## DOCUMENT TEXT:
----------
Imagine it’s 2010. You’ve just been invited by a friend to a new website where you can gather and organize everything you love from around the Internet. Using an image to represent each object, you’re able to create visually stunning digital cork boards to house your collection.
You might start by picking out some recipes you’ve been meaning to try and add them to a board you call “Quick Meals.” After that, you go straight for fashion and begin categorizing seasons, colors, and occasions. Before you know it, your eye for design has created a beautiful arrangement of designs and styling advice.
And then someone notices.
You must have been featured on the site’s “Who to follow” list or a publication because all of a sudden, you notice your follower count skyrocketing—we’re talking in the millions.
This is the situation some early Pinterest adopters found themselves in when the one of fastest growing social networks ever moved out of open beta; they could literally watch their following grow every time they hit “Refresh.” An influencer told me that she left for a weekend getaway, and came back to hundreds of thousands of new followers.
But unlike heavyweights on Twitter or Facebook, these highly influential Pinterest users aren’t followed for their celebrity status—they’re followed for their taste.
Influence on Pinterest is so different from any other social media because it’s almost always tied to some kind of curation. Whether that’s in fashion, home décor, DIY, or the much-talked-about wedding category, people are following because they like what this person collects or creates and wants to keep tabs on their taste. Most often, this also means that they like what this person pins enough to add the content to their own boards for future reference.
----------
## SUPPLIED MATERIAL:
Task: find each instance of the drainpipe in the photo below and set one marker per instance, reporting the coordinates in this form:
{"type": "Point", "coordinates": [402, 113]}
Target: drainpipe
----------
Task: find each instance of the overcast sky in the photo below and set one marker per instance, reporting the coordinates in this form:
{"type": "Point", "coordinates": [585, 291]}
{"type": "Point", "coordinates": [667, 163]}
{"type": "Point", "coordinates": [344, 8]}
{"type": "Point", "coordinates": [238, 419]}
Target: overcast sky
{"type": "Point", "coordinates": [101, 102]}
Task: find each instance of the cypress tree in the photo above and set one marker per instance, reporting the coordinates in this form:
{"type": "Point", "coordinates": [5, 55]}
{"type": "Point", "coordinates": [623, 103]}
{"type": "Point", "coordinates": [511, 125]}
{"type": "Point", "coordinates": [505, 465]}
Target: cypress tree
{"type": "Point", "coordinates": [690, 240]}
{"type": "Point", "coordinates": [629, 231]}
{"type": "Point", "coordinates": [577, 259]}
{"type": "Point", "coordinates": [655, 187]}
----------
## REQUIRED TASKS:
1. In the Pinterest text, what are highly influential Pinterest users followed for, in contrast to heavyweights on Twitter or Facebook?
2. In the Pinterest text, take the passage that begins at "This is the" and stops after "of new followers.", and write it out again with "weekend getaway" swapped for "short vacation".

## ANSWERS FOR THE EXERCISE:
1. They are followed for their taste, not their celebrity status.

2.
This is the situation some early Pinterest adopters found themselves in when the one of fastest growing social networks ever moved out of open beta; they could literally watch their following grow every time they hit “Refresh.” An influencer told me that she left for a short vacation, and came back to hundreds of thousands of new followers.